Problem requirements. Pictures aside, repeat every record below exactly.

[Start of section]

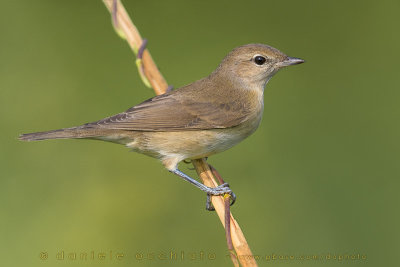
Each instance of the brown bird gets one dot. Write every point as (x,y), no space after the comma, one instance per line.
(195,121)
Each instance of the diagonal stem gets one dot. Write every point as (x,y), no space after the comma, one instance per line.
(127,30)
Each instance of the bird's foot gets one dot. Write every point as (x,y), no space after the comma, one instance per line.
(218,191)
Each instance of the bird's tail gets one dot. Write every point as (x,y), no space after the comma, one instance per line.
(66,133)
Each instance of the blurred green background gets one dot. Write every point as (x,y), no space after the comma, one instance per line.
(319,177)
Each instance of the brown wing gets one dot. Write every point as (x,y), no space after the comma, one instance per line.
(172,112)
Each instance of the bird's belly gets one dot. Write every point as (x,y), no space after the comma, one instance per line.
(190,144)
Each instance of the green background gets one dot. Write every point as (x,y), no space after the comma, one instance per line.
(319,177)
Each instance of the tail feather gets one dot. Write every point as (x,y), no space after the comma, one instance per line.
(65,133)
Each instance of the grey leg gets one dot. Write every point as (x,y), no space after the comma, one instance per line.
(211,191)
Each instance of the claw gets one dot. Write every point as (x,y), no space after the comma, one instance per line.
(226,190)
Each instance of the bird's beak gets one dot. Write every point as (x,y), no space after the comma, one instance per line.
(290,61)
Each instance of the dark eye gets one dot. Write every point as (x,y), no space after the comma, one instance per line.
(259,60)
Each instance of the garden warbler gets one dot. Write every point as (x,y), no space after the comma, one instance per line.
(195,121)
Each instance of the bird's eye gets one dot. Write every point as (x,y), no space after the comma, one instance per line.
(259,60)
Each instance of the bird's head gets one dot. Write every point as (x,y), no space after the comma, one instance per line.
(254,64)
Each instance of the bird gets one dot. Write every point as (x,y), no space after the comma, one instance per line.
(195,121)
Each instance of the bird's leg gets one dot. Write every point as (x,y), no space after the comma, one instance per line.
(209,205)
(211,191)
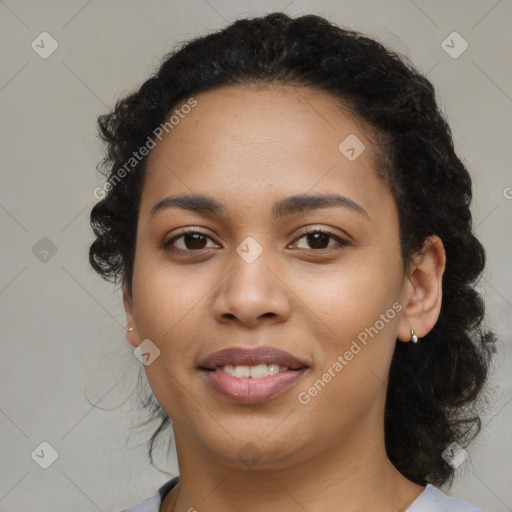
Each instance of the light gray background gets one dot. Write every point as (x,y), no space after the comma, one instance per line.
(63,347)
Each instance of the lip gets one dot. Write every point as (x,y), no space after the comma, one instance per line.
(249,390)
(240,356)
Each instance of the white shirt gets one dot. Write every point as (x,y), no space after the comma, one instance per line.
(430,500)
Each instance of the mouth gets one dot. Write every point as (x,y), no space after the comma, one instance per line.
(251,375)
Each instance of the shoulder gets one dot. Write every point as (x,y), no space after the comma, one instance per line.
(434,500)
(152,504)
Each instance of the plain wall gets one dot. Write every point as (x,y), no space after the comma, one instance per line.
(66,368)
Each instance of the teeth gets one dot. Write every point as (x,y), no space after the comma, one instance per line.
(257,371)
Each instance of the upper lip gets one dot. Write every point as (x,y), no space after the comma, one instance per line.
(240,356)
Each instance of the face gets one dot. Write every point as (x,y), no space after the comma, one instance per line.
(321,281)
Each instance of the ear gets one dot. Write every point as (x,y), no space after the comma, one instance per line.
(131,336)
(422,290)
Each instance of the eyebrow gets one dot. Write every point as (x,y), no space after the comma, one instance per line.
(284,207)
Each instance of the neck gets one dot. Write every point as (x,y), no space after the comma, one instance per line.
(353,474)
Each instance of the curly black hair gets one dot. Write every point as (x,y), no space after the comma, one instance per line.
(435,387)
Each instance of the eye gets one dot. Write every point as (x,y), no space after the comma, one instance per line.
(193,240)
(317,238)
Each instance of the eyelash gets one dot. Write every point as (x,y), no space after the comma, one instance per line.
(167,245)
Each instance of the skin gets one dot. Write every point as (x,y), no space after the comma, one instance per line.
(248,148)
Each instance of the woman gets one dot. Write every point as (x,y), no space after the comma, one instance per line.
(291,226)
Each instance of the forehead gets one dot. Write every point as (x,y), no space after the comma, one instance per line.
(256,142)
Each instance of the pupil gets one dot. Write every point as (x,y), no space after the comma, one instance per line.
(317,237)
(196,241)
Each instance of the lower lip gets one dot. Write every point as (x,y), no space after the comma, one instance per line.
(248,390)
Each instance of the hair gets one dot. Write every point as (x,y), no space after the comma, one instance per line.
(435,387)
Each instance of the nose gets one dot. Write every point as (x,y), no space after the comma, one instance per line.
(251,293)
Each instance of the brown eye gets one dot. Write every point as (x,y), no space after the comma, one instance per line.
(191,241)
(318,239)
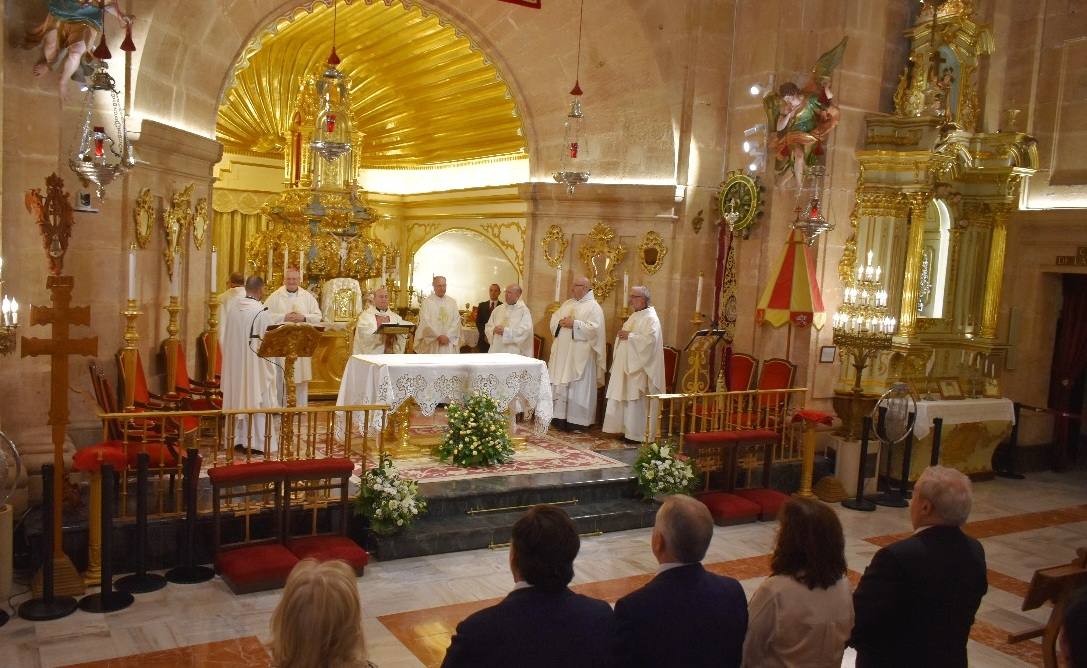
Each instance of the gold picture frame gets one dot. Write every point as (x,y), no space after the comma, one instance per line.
(554,244)
(144,217)
(651,252)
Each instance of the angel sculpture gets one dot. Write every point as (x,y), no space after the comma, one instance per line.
(67,36)
(799,120)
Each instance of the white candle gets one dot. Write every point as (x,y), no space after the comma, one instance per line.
(132,274)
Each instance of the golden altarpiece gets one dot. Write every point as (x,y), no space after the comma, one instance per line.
(933,199)
(323,225)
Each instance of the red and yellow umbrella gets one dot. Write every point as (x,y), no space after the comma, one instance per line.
(792,294)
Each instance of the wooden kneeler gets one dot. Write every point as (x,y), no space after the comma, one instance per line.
(1052,584)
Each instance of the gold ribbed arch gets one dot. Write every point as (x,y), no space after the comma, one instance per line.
(422,92)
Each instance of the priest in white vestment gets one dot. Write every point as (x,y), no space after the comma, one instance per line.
(637,369)
(510,326)
(249,380)
(367,341)
(577,360)
(439,322)
(292,299)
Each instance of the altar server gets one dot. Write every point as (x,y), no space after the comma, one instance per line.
(292,299)
(439,322)
(577,356)
(510,326)
(248,379)
(637,368)
(366,339)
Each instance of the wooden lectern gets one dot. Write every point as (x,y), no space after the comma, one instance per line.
(289,341)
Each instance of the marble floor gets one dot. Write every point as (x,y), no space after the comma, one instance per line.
(412,605)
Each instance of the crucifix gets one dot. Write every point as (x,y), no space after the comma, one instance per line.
(54,222)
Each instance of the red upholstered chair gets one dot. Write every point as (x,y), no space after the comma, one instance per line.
(250,565)
(310,476)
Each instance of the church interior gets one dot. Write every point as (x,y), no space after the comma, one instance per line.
(859,223)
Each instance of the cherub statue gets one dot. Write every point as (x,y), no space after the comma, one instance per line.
(799,120)
(67,35)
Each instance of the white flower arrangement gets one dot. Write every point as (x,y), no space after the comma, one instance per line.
(478,433)
(661,470)
(391,503)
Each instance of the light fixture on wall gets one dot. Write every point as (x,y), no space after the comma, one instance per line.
(332,135)
(571,166)
(101,156)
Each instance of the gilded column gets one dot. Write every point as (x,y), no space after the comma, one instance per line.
(911,277)
(995,274)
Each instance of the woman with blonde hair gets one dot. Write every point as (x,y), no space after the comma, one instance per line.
(319,620)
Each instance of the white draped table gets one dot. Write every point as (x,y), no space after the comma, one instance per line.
(434,379)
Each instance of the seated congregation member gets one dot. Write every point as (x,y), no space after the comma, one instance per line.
(685,617)
(916,601)
(802,614)
(540,622)
(319,620)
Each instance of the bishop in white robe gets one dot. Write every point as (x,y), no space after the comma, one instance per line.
(510,326)
(637,369)
(292,299)
(367,341)
(249,380)
(439,322)
(577,360)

[End of section]

Task answer.
Each instance of the brown bird gets one dot. Write every point as (x,y), no space after the comma, one instance per line.
(195,121)
Each instance of the diagonal stem gets one dot. Write every point as (x,y), no space after the comma, one instance per line.
(127,30)
Each instance of the bird's foot gets one dot. Write every point as (x,y), no space after the comma, one instance per line.
(218,191)
Each instance of the bird's tail gets one dot. Write every point as (x,y), no space after the comma, one instance per line.
(66,133)
Each instance of the blurred green background gets one dot. Write every point as (x,y), no space after the comma, one instance per line.
(319,177)
Each instance of the brown wing gets one dot. Write every point as (x,y), no space after the comma, one instance per line.
(172,112)
Each instance of the bird's belly gets one dot. Write every point as (x,y), no space after the comma, one instance per line.
(190,144)
Each instance of the green background gets one dot. Write every point as (x,y), no space after the comma, one instance per line.
(319,177)
Each instance of the tail feather gets one dot. Write every point as (x,y), no space after the comma, one instance per line.
(65,133)
Each instance of the grey leg gets one dot. Write every point as (x,y), no space after the comma, one instance per line.
(211,191)
Each instance of the claw gets one dot. Write every point as (x,y), no space after the comma, one instance per line.
(226,190)
Each instance of the bird's beak gets one dot. Write every point as (x,y), no space after the comma, one instance per line.
(290,61)
Each instance of the dark eye gets one dot. Write every point as (x,y), no space after the comma, one instance per line.
(259,60)
Each instance of the garden warbler gets one dot. Write every point as (x,y), no space after the comma, one instance per line.
(195,121)
Each instance of the bird's eye gets one dot. Write every point as (x,y), no space after the comma, one instance per line.
(259,60)
Each instance of the bird's head gets one dot. Write every point as (x,y), no space after the comma, one instance per line.
(254,64)
Each instance of the bird gets one dot. Write every point as (x,y), no space after the comma, one instance per line.
(195,121)
Each instance of the bird's leg gets one dot. Write every point as (x,y), no space after the comma, one instance per line.
(209,205)
(211,191)
Each instance of the light gray background gets one dot. Write every point as (x,y), no space after the comma, one instance per line.
(63,347)
Each instance of the lip gets one dot. Write every point as (x,y), no space after the comma, one instance per line.
(249,390)
(240,356)
Each instance of the white shirt gets one dot. Write every point as (x,y), no space after the comma, one instance per line.
(430,500)
Each instance of the mouth gets one dot. Write every point as (x,y), no space after the comma, one instance per line.
(251,375)
Each instance of the shoulder gets one dot. Write every point as (x,y), no space after the comma, one instance per line.
(434,500)
(152,504)
Each instance of the plain wall gets one dot. Write every point as (x,y), no space after the comma, one instance per line.
(66,368)
Each instance of the teeth gets one dot. Write every point as (x,y), no space after the comma, one instance per line.
(257,371)
Each instance of the upper lip gets one dot. Write every point as (x,y), no space after the comma, one instance per line.
(240,356)
Each instance of the face gets one dot. Write every point as (x,y), no space after the comma, one instance per line.
(321,281)
Each instance of the ear gets one dot. Write every point as (x,y), no space after the comma, one instance per line.
(131,336)
(422,290)
Each instance of the eyebrow gets one dot. Write every point as (x,y), no space after the comma, one instance per line.
(284,207)
Each instance of the neck gets one dot. Write every point as (x,y), no space after the comma, one instance per line.
(353,474)
Each instance of the curly black hair gets one dot. Write every point as (x,y), no space after the comma, one instance per line.
(435,387)
Each instance of the eye gets one dot. Write every point as (x,y), no space after the comma, one instance per line.
(193,240)
(317,238)
Each instance of the eyelash gets one dot. Write every point as (x,y), no space after the comma, one instance per line.
(167,245)
Each instance of the skin gets one dot. Write every point as (x,y), no space after the comma, one instance per line.
(248,148)
Each instance of the woman gets one dot. Write every point as (x,y), no space after the comma, one instance per line.
(291,226)
Each instance of the forehead gets one dot. Write every point as (x,y), no space after the comma, one instance per line.
(256,142)
Each instance of the pupil gets one dot. Write every point as (x,y), no space after the comma, one instance per line.
(317,237)
(196,241)
Each instance of the lower lip gets one dot. Write every point as (x,y), no space after the comma, one instance per line.
(248,390)
Each instance of the hair gets one dot. Write every point as (x,y), no space after the comma, one instance per line.
(435,387)
Each instance of the nose gets one dot. Write every point as (x,y), no space after the comma, one instance per line.
(251,293)
Each instance of the brown eye gets one dot. Write every point as (x,y), no space after the comma, one instance per line.
(191,241)
(318,239)
Each instance of the gold picture frame gets one dot. Write every point as (x,y), no space after the comma, one instance per line.
(554,244)
(144,217)
(651,252)
Each instance of the angel sculpture gets one dot. Write every point as (x,y), no space after the comma, one instance per line.
(67,36)
(799,120)
Each instance of the white candle gets one dot. Write every point as (x,y), no space after the comma, one instance per line.
(132,274)
Each instance of the golden altarpiece gets one dot. Write every point as (x,y), no space after the comma, one instance per line.
(933,199)
(323,225)
Each instance of the red and yellow umbrella gets one dot. Write every point as (x,y), no space after the comma, one instance per line.
(792,294)
Each instance of the wooden kneeler gets one dot. Write every point as (x,y), no space after the comma, one instance per line.
(1052,584)
Each instance of the gold ribbed arch gets one dot. Write every point as (x,y), no space after the comma, one instance per line.
(422,92)
Each instance of the priest in white vestment gets one dot. Write every point as (x,y), no space after the comma, one instance per line.
(637,369)
(510,326)
(249,380)
(367,341)
(577,360)
(439,322)
(292,299)
Each instance of the altar server gets one dot. Write every point as (x,y), no space after the comma, one instance per line.
(292,299)
(439,322)
(577,356)
(510,326)
(248,379)
(637,368)
(366,339)
Each instance of the wooden lectern gets one dot. Write every point as (x,y), no space after the comma, one instance per line.
(289,341)
Each instance of the marble floor gets one dot. Write every point as (x,y), no space after the comma, one instance per line.
(412,605)
Each instance of the crucifix gets one dot. Write every point as (x,y), no space after the comma, one instance per line.
(54,222)
Each instance of the red upholstered chair gets one dot. Write every point as (x,y), no space after the comma, one instance per line.
(250,565)
(310,476)
Each instance of the church interior gets one dot. Write every point as (x,y), no space after the comma, one instance per line.
(859,223)
Each instance of the cherub statue gets one dot. Write every point as (x,y), no space after the comma, one instance per line.
(799,120)
(67,35)
Each instance of the white flower arrangement gets one dot. Write every point as (x,y), no space after the comma, one instance per line.
(478,433)
(661,470)
(391,503)
Each instance of the light fixture on wall gets one dot. Write every point as (x,y), no space after the comma, one instance per line.
(332,135)
(571,166)
(101,156)
Each instance of the gilded column gets one dot. Write every point as (x,y), no space after the comma, one instance per line.
(911,277)
(995,274)
Each instance of the woman with blonde hair gets one dot. Write every point as (x,y), no space after the comma, one instance per line.
(319,620)
Each instance of the white draped table gets one dot. Write every point as (x,y), no space after the comma, one instance per line.
(434,379)
Each instance of the seated congregation member gets one dot. Write every point as (x,y), no space after the comma, one instance per line.
(685,617)
(916,601)
(802,614)
(540,622)
(319,620)
Each instance of the bishop in white robe gets one dot. Write every point as (x,y), no space after the comma, one instance per line.
(510,326)
(637,369)
(292,299)
(367,341)
(249,380)
(439,322)
(577,360)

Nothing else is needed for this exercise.